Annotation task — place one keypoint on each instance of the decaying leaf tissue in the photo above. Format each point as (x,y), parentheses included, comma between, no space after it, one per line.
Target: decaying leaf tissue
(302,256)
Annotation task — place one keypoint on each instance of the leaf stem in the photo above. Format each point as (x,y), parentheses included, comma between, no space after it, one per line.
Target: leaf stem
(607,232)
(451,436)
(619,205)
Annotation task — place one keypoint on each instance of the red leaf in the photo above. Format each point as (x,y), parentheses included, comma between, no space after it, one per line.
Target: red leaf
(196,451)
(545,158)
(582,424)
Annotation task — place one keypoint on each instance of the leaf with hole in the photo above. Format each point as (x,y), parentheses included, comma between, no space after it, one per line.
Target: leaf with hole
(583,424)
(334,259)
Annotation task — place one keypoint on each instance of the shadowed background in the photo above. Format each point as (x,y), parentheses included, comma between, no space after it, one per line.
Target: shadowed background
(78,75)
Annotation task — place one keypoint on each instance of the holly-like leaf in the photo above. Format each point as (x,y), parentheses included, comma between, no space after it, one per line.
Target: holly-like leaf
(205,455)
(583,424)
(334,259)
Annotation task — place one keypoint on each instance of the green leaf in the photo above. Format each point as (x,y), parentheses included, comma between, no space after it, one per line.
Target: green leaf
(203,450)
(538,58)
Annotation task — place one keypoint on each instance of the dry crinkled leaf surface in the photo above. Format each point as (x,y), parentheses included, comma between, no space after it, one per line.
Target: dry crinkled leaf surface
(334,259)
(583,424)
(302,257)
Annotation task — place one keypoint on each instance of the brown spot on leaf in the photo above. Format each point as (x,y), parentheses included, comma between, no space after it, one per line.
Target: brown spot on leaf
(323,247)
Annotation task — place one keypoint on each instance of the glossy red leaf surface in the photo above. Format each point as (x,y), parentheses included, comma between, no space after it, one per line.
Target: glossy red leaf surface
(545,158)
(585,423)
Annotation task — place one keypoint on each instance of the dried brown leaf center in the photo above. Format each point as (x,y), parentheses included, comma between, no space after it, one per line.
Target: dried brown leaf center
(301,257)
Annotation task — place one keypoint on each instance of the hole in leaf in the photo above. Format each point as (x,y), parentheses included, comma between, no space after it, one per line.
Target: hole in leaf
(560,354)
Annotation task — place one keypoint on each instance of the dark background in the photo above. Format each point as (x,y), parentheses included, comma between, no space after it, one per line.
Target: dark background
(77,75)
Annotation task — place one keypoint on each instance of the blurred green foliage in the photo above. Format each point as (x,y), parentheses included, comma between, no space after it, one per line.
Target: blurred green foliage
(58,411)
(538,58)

^^^^^^^^^^^^^^^^

■ WHAT TO PRODUCE ■
Write out all the records above again, exactly as they stand.

■ EXERCISE ANSWER ■
Annotation task — place one keypoint on each instance of the decaying leaf tissue in the photo above. Format each point as (x,y), parentheses included, comma between, no space after it, one per line.
Target: decaying leaf tissue
(302,256)
Annotation task — place one keypoint on each instance of the leaf stem in the photo above. Format each point as (x,y), parentheses included, comma between, no space after it, one per line.
Target: leaf stem
(607,232)
(451,436)
(619,205)
Annotation task — place one keypoint on each instance of the red leaf in the photo above. Format each point as (x,y), parentheses included, comma between, no space after it, one per line.
Target: red leaf
(196,451)
(545,158)
(582,424)
Annotation task — place one keypoint on each instance of the leaf with hole in the photo above. Format each point as (x,y), parentheses included, comma between, no space after it, one per line.
Target: leaf with hole
(583,424)
(334,259)
Annotation task — place one keypoint on each instance of the shadowed background in the photo above. Format each point as (x,y), parentheses included, comma between, no space after it, one per line.
Target: shadowed background
(78,75)
Annotation task — place one keypoint on each instance of the holly-like leaf in the photo above. Format each point as (x,y), parentheses included, comma between, no space after it, one per line.
Target: holly-like leaf
(205,455)
(583,424)
(334,259)
Annotation task — place one keypoint on each instance of the green leaf in the photo above. Format each point as (x,y), parentheses included, comma between, no space after it, one per line.
Target: green leaf
(203,450)
(538,58)
Annotation task — place one keypoint on each instance of the dry crinkled leaf surface in the photo above. Format each point as (x,y), parentheses included, comma between, no space after it, one per line.
Target: dry crinkled leaf surface
(334,259)
(583,424)
(302,257)
Annotation task — place one keypoint on each instance of the brown spot on leaf in the photo above. Format each point as (x,y), parentheses included, comma between, no space after it, one per line.
Target: brown spot on leaf
(323,247)
Annotation task — place one keypoint on each instance of the glossy red leaf surface in the photo above. Format each point as (x,y), parentheses included, comma between, no space after it, one per line.
Target: glossy red leaf surface
(545,158)
(585,423)
Annotation task — place one keypoint on each instance of the dried brown leaf center in the photo above. Format each point as (x,y), parentheses included, comma between, no space after it, one per line.
Target: dried brown leaf center
(301,257)
Annotation task — place one keypoint on each instance of the hole in leaf in the photo above. Format each point as (x,y), parentheses included, comma between, no space after it, one per line.
Target: hole in leaf
(560,354)
Annotation task — place one keypoint on each instance of the dark background in the photo above. Format each point as (x,y), parentheses included, comma between, no space after it, one per line.
Target: dark background
(77,75)
Annotation task — place one keypoint on each instance of the blurred green foliage in the photo above. Format each point as (x,y), parentheses included, comma between, no space after it, one per line.
Target: blurred green foliage
(58,411)
(538,58)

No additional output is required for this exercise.